● Texto de leitura

Ao exame de suas linhas fundamentais, existentes a seguir em seu no artigo 5º, fica estabelecido devam ser protegidas, a vida, a liberdade, a igualdade, a segurança e a propriedade. Isto é, os bens da maior importância por sua ontologia e por seu relevo jurídico.
 
Segundo esses bens, o Estado deverá defender e patrocinar as obrigações estabelecidas constitucionalmente para garantir aos indivíduos os direitos e deveres decorrentes das regras jurídico-constitucionais, contidas nos setenta e oito incisos do referido artigo quinto.
 
O Legislativo, na elaboração das leis, e a administração, na edição de normas de sua competência, são exemplos dessa adequação aos princípios da isonomia, da legalidade, da liberdade de pensamento e de palavras, da democracia adotada, da casa como refúgio das pessoas, da conduta de ir e vir, do sigilo de correspondência, e de tantos outros bens, em favor das pessoas e da harmonia social.

● Material
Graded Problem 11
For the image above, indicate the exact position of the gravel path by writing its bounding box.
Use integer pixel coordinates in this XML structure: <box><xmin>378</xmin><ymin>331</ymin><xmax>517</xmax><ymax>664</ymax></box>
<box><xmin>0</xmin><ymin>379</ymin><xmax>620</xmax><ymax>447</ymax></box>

● Objetivos
• a. Indique se cada afirmação concorda com o texto sobre o artigo 5º: (i) o artigo quinto contém setenta e oito incisos; (ii) a propriedade figura entre os bens que devem ser protegidos; (iii) a edição de normas de sua competência cabe ao Judiciário. Responda sim ou não e cite literalmente o trecho decisivo.
• b. Redija a continuação do texto sobre o artigo 5º a partir do ponto em que ele termina.
A listagem é um material independente do texto sobre o artigo 5º.

● Respostas
• a.
(i) Sim: "contidas nos setenta e oito incisos do referido artigo quinto".
(ii) Sim: "a vida, a liberdade, a igualdade, a segurança e a propriedade".
(iii) Não: "e a administração, na edição de normas de sua competência".

• b.
Na defesa dos direitos, tanto os constantes do artigo quinto e incisos, como também os das leis editadas e normas complementares, o Estado é chamado a garanti-los, devendo, para isso, organizar-se, previamente. Em sua atuação, cabe estabelecer, primordialmente, a distinção entre os direitos privados e os direitos públicos, segundo suas próprias naturezas.
 
Quanto aos direitos privados, deve-se usar o arsenal jurídico posto à disposição de pessoas jurídicas e indivíduos, bem como, em certos casos, ao adotar renúncias ou abdicações de faculdades.
 
Fazem parte desse arsenal jurídico de direito privado vários ramos a orientar seus titulares, bem como de pessoas que à ordem jurídica deve obediência, de servidores públicos, de custos legis e de aplicadores dos direitos desses ramos jurídicos.
 
Aqui, quanto aos direitos privados, encontramos matérias cíveis, leis comerciais, direitos do trabalho, regulações empresariais, disposições agrárias, direitos do consumidor e todas as normas sobre os direitos individuais.
 
Em paralelo aos direitos privados, encontram-se os direitos públicos, em cujo âmbito estão a normatividade sobre a administração pública. Nos direitos públicos, em geral, constituem-se, por exemplo, as normas tributárias, a ampla legislação eleitoral, as normas processuais assecuratórias dos direitos das partes em juízo e, finalmente, as normas punitivas dentre as quais sobressai o Direito Penal. Nele encontram-se, em toda sua abrangência, as garantias das pessoas, a harmonia da sociedade e do estado como regulador e garantidor do direito e da ordem jurídica, tudo segundo o princípio da ofensividade.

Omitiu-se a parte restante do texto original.